▶ [Problem statement] Extend the guide on putting SHAP into production with Amazon Sagemaker, starting right after its final sentence.

Putting SHAP into production with Amazon Sagemaker.
A howto on how to put explainable models to production Amazon Sagemaker.
- Deploying explainable models to AWS Sagemaker
Deploying explainable models to AWS Sagemaker
Nowadays fairness and transparancy are becoming more and more important for machine learning applications. Especially when your machine learning model will be used to make decisions with a large effect on people’s wellbeing such as acceptance or rejections of loan applications, fraud investigations, etc.
Building some unscrutable black-box deep learning algorithms and claiming it has an accuracy of over 90% is no longer good enough. Models and model predictions should be explainable to both regulators and end users.
However with modern approaches such as SHAP values (Lundberg et al 2017; 2018), the contributions of each feature to the final predictions can be calculated, thus providing an explanation for how the model used the inputs to reach its final prediction. The challenge is however to integrate such SHAP values into a production system, in order to provide transparent model decisions to stakeholders, decision-makers, regulators and customers alike.
Here we will be focusing on getting our model into production using Amazon Sagemaker.
It turns out that the shap library is not included by default in sagemaker
estimator docker images, so it will not work out of the box.
Which means that in order to provide shap values as
part of your output, you have to build a custom docker container. Which is doable
but a little but more complicated than usual.
The other part that is different from standard models is constructing the response payload to include shap values. But that should be the easy part.
Github Repository
All the code and examples mentioned in this blog post are hosted at https://github.com/oegedijk/sagemaker-creditscore-explainer
notebook
It is easiest to deploy sagemaker containers, models and endpoints from within a sagemaker notebook instance. So attach the git repository https://github.com/oegedijk/sagemaker-creditscore-explainer to your sagemaker notebook instance.

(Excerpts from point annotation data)
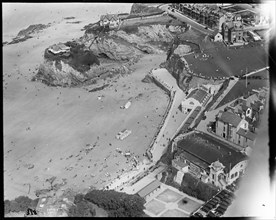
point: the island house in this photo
(235, 129)
(59, 48)
(112, 20)
(232, 29)
(197, 97)
(210, 160)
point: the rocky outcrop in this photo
(58, 73)
(138, 8)
(176, 67)
(103, 53)
(182, 50)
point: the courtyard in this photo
(169, 201)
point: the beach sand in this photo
(45, 125)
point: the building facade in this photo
(197, 97)
(232, 29)
(110, 20)
(210, 161)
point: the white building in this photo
(197, 97)
(111, 20)
(123, 134)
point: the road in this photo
(189, 21)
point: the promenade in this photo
(174, 117)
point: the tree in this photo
(51, 181)
(117, 204)
(7, 206)
(82, 209)
(23, 202)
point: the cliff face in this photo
(176, 66)
(116, 48)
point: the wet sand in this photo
(50, 127)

▶ [Answer to the task]
More info on how to attach a git repo to your notebook instance here: https://docs.aws.amazon.com/sagemaker/latest/dg/nbi-git-repo.html
After you have connected to the repo, go to the sagemaker/notebooks directory
and open sagemaker_explainer.ipynb.
ECR Container
Given that we will be deploying a custom docker container, we need to make sure we have a ECR docker registry set up.
You can go the the AWS console, find Elastic Container Registry
and create one in your AWS region. For example, to create one in eu-central-1 go
to https://eu-central-1.console.aws.amazon.com/ecr/repositories?region=eu-central-1)
The name I gave to my repository is sagemaker-explainer.
setting ECR permissions
In order to create a custom docker container for our model we need to
add AmazonEC2ContainerRegistryFullAccess policy to our notebook.
In the sagemaker console:
- click on notebook instances
- click on the notebook instance that you are using
- go to Permissions and encryption
- click on the
IAM role ARN - click on ‘Attach Policies’
- find
AmazonEC2ContainerRegistryFullAccess - add it to the notebook.
Attach additional policies:
You may have to add some additional permissions to your notebook policies, namely
"ecr:GetDownloadUrlForLayer", "ecr:BatchGetImage" and "ecr:BatchCheckLayerAvailability".
You can either edit these manually, or paste the following json:
{
"Version": "2008-10-17",
"Statement": [
{
"Sid": "allowSageMakerToPull",
"Effect": "Allow",
"Action": [
"ecr:GetDownloadUrlForLayer",
"ecr:BatchGetImage",
"ecr:BatchCheckLayerAvailability"
],
"Resource": "*"
}
]
}
Installing docker-credential-ecr-login
In order to log into ECR from our sagemaker notebook, we need to install
a tool called docker-credential-ecr-login. We download and install it inside
out Sagemaker notebook with:
!sudo wget -P /usr/bin https://amazon-ecr-credential-helper-releases.s3.us-east-2.amazonaws.com/0.4.0/linux-amd64/docker-credential-ecr-login
and
!sudo chmod +x /usr/bin/docker-credential-ecr-login
Dockerfile
The Dockerfile to create our custom container is quite straightforward and
can be found in sagemaker/container/Dockerfile:
ARG SCIKIT_LEARN_IMAGE
FROM $SCIKIT_LEARN_IMAGE
COPY requirements.txt /requirements.txt
RUN pip install --no-cache -r /requirements.txt && \
rm /requirements.txt
So basically we take a scikit learn image (defined by a parameter) and
then install additional requirements into it (basically joblib and shap).
DockerImage deployment helper class
In order to build and push our custom image we make use of this nice helper class:
ecr_client = boto3.client("ecr", region_name=AWS_REGION)
docker_client = docker.APIClient()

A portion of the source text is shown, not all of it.